**GIVEN REQUEST A**.
Answer these questions using the post on news coverage of violence against women, one answer per line.
(i) Which website ran the headline "Sydney teen abducted and sexually assaulted by gang"?
(ii) How many bylines did the updated smh.com.au version carry?
(iii) According to the robbery story's standfirst, how many men attempted the armed robbery?
**GIVEN REQUEST B**. Carry on the post about news coverage of violence against women, picking up after its final sentence.

**SUPPLIED TEXT**.
Today’s story is awful. On Sunday morning, a group of men kidnapped a woman and raped her. I can’t imagine how terrified she must have been and how much it must have hurt. I can’t imagine how any victim of a crime like this copes in the weeks, months, and years afterwards. I really hope that this post does not add to her trauma because that is not my intention at all. My intention is to make journalists think about why they report violence against women in a way that almost removes the perpetrator from the crime.

AAP was the first to report the story. On dailytelegraph.com.au they headlined it Sydney woman abducted and gang-raped by group of men, police say. On smh.com.au they headlined it Sydney teen abducted and sexually assaulted by gang. They are both passive sentences – generally frowned upon in journalism. But it becomes more sinister when you consider that passive sentences are usually used to deflect blame, to be vague about who is responsible, or because the person responsible is unimportant.

Four hours after they published the AAP copy, smh.com.au had an updated version (with two bylines and an additional nine words): ‘I don’t think it gets more serious’: woman gang-raped after men ask for directions, police say.

Call me crazy but I think the men did something more serious than ask for directions.

The journalist (Rachel Olding) even includes this sentence at the end:

The victim, who was not affected by alcohol at the time, has been receiving intense counselling and is being supported by her family, Detective Superintendant Kerletec said.

Now, I don’t know if Olding asked the alcohol question, or if another journalist asked it and she reported the answer, or if Kerletec anticipated the question, or if Kerletec believes it’s important, but how is it relevant to a story about other people committing a violent crime? What do journalists think it actually means if she had been drinking? That the crime those men committed is less of a crime? That it’s somehow her fault? That it’s ok for a group of men to assault someone who has been drinking? What? They obviously think it means something important, otherwise they wouldn’t have asked. I’d really like a journalist to let me know why they asked the alcohol question – why they always ask the alcohol question – because I’ve been a journalist and it never occurred to me to ask it.

Here’s the story on smh.com.au:

Standfirst reads: Teen allegedly gang raped after being forced into car by group who asked her for directions.

Standfirst reads: Teen allegedly gang raped after being forced into car by group who asked her for directions.

The men who committed the crime aren’t even mentioned.

Compare that to another crime story below it:

Standfirst reads: Four men attempted a brazen armed robbery near a Sydney shopping centre, witnesses say.

Standfirst reads: Four men attempted a brazen armed robbery near a Sydney shopping centre, witnesses say.

If the robbery story was reported the same way as the assault story, the standfirst would read: “AN Armaguard van was attacked early this morning while parked on a street in Glebe.” It might even include this sentence: “The van, which was not affected by alcohol at the time, had previously been at a bank where it collected a large amount of money.”

But wait, there’s more.

In one story, ‘I don’t think it gets more serious’: woman gang-raped after men ask for directions, police say, the criminals are barely mentioned in the first two sentences:

Police say an alleged gang-rape attack on a teenager in Sydney’s north-west is “as worse as it gets”.

**Excerpts of location labeling data**.
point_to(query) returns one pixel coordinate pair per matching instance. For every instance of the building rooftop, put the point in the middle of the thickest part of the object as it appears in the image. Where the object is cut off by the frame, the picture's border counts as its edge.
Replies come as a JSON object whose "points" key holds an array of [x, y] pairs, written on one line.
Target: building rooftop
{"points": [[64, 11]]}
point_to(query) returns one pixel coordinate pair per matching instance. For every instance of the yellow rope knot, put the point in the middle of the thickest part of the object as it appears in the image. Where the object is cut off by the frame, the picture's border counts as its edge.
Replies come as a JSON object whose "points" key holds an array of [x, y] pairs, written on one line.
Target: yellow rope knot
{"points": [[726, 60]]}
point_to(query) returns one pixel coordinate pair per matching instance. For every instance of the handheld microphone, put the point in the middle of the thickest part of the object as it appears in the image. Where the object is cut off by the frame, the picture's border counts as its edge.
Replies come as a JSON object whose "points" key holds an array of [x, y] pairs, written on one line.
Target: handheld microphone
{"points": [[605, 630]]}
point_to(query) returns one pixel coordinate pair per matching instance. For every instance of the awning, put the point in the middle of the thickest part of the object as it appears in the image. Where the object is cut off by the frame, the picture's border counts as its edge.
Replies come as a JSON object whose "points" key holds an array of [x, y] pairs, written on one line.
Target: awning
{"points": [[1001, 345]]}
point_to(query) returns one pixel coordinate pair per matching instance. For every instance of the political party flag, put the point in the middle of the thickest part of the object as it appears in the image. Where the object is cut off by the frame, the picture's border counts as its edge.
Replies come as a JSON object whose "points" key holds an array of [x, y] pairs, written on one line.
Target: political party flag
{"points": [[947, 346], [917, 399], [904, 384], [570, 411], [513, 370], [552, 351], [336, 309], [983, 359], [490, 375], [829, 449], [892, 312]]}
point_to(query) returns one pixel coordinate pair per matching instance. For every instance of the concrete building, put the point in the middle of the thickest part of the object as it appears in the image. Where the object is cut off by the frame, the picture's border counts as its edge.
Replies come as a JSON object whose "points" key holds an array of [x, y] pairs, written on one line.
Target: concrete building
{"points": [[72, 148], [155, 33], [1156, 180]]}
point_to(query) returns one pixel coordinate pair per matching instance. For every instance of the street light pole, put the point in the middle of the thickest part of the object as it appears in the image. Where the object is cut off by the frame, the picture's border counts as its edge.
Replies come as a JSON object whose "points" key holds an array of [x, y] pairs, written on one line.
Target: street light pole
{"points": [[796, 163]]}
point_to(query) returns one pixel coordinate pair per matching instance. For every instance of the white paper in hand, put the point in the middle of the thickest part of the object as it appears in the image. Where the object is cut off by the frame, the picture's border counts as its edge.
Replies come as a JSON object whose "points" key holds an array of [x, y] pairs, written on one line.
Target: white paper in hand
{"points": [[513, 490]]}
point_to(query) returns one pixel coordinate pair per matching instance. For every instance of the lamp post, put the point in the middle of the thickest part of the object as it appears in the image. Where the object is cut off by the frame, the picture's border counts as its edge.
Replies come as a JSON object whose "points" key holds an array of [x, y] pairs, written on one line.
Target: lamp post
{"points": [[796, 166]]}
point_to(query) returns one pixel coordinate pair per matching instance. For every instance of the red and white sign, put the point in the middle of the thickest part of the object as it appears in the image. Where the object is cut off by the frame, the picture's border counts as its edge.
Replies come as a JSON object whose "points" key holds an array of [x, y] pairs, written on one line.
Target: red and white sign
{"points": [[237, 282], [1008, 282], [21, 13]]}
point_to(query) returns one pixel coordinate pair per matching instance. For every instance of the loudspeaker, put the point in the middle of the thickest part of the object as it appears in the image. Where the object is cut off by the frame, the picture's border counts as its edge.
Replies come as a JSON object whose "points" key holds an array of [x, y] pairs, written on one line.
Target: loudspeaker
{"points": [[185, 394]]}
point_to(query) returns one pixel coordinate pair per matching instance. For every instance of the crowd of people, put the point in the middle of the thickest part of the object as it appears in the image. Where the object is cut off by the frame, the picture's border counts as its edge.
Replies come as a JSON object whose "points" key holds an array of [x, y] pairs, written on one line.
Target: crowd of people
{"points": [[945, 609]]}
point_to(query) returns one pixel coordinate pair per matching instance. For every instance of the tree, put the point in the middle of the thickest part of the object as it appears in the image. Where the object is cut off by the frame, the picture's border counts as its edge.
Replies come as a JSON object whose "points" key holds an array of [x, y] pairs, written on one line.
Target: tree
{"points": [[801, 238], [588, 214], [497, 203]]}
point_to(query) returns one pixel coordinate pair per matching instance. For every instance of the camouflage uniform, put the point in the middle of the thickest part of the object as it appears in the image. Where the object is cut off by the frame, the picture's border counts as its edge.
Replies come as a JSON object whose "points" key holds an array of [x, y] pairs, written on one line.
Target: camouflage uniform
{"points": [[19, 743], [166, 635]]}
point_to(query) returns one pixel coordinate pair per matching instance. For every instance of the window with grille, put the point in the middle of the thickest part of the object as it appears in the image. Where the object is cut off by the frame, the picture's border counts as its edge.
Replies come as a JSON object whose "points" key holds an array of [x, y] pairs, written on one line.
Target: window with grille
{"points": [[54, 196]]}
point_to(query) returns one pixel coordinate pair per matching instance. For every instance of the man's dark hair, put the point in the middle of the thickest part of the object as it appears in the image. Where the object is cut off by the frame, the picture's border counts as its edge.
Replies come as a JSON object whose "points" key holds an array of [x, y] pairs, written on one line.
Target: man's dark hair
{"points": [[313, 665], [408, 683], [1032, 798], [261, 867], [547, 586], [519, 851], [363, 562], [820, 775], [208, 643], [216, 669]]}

**EXERCISE RESPONSE A**.
(i) smh.com.au
(ii) Two
(iii) Four

**EXERCISE RESPONSE B**.
The 18-year-old woman was abducted and sexually assaulted by a car load of five men after leaving a house party in Baulkham Hills on Sunday morning, police said.

In the other, Shot fired at Broadway: gang attempts to rob van, the criminals are the main part of the first two sentences:

Four men have attempted a brazen armed robbery of a cash-in-transit van outside a Sydney inner-city shopping centre, witnesses say.

A witness to the incident said three of the men approached the Armaguard truck armed with firearms outside Broadway Shopping Centre at 8:30am on Monday.

Two crime stories, both involving gangs of men, but reported very differently. Why is that?

Here’s the story on dailytelegraph.com.au:

Standfirst reads: A YOUNG woman has been abducted and sexually assaulted by a gang of men after leaving a house party in Sydney's northwest.

Standfirst reads: A YOUNG woman has been abducted and sexually assaulted by a gang of men after leaving a house party in Sydney’s northwest.

The bit mentioning the gang of men is tucked into the middle of the sentence so you don’t really notice it.

Now, compare it to the story below it on the homepage:

Standfirst reads: TWO priests are under investigation by church authorities in Australia and the UK amid allegations they abused two boys in the 1960s and 1980s.

Standfirst reads: TWO priests are under investigation by church authorities in Australia and the UK amid allegations they abused two boys in the 1960s and 1980s.

The focus of sentence is the alleged criminals, not the victims. Again, the opposite of the way journalists report violence against women.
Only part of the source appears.